══ Data shown

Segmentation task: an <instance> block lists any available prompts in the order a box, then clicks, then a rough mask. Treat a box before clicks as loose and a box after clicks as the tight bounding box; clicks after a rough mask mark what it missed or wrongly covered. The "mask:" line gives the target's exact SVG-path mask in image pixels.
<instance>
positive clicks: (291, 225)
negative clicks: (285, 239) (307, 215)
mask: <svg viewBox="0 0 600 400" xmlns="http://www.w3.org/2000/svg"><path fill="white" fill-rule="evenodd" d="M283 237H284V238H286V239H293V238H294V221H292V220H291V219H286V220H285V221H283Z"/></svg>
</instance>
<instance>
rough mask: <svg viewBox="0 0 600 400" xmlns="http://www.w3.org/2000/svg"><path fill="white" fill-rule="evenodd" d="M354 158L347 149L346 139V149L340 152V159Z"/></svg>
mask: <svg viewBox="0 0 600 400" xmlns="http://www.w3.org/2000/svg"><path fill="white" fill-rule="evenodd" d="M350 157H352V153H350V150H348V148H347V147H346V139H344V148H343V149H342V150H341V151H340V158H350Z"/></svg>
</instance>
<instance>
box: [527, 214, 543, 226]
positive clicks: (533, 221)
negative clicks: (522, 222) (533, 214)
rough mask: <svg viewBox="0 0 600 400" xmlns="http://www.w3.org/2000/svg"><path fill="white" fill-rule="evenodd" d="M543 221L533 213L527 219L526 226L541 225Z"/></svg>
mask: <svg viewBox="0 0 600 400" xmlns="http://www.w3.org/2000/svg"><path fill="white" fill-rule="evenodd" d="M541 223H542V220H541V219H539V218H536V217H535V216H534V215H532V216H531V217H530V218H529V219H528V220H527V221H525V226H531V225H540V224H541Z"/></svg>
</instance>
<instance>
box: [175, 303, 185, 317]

════

- **Aim of the exercise**
Output the material verbatim.

- **Your solution**
Segmentation task: an <instance> block lists any available prompts in the order a box, then clicks, then a rough mask. Treat a box before clicks as loose and a box after clicks as the tight bounding box; clicks after a rough mask mark what it missed or wrongly covered. The "mask:" line gives the target's exact SVG-path mask in image pixels.
<instance>
positive clicks: (291, 225)
negative clicks: (285, 239) (307, 215)
mask: <svg viewBox="0 0 600 400" xmlns="http://www.w3.org/2000/svg"><path fill="white" fill-rule="evenodd" d="M283 237H284V238H286V239H293V238H294V221H292V220H291V219H286V220H285V221H283Z"/></svg>
</instance>
<instance>
rough mask: <svg viewBox="0 0 600 400" xmlns="http://www.w3.org/2000/svg"><path fill="white" fill-rule="evenodd" d="M354 158L347 149L346 139V149L340 152V159Z"/></svg>
mask: <svg viewBox="0 0 600 400" xmlns="http://www.w3.org/2000/svg"><path fill="white" fill-rule="evenodd" d="M350 157H352V153H350V150H348V148H347V147H346V139H344V148H343V149H342V150H341V151H340V158H350Z"/></svg>
</instance>
<instance>
box: [527, 214, 543, 226]
positive clicks: (533, 221)
negative clicks: (522, 222) (533, 214)
rough mask: <svg viewBox="0 0 600 400" xmlns="http://www.w3.org/2000/svg"><path fill="white" fill-rule="evenodd" d="M543 221L533 213L527 219L526 226L541 225Z"/></svg>
mask: <svg viewBox="0 0 600 400" xmlns="http://www.w3.org/2000/svg"><path fill="white" fill-rule="evenodd" d="M541 223H542V220H541V219H539V218H536V217H535V216H534V215H532V216H531V217H530V218H529V219H528V220H527V221H525V226H531V225H540V224H541Z"/></svg>
</instance>
<instance>
box: [175, 303, 185, 317]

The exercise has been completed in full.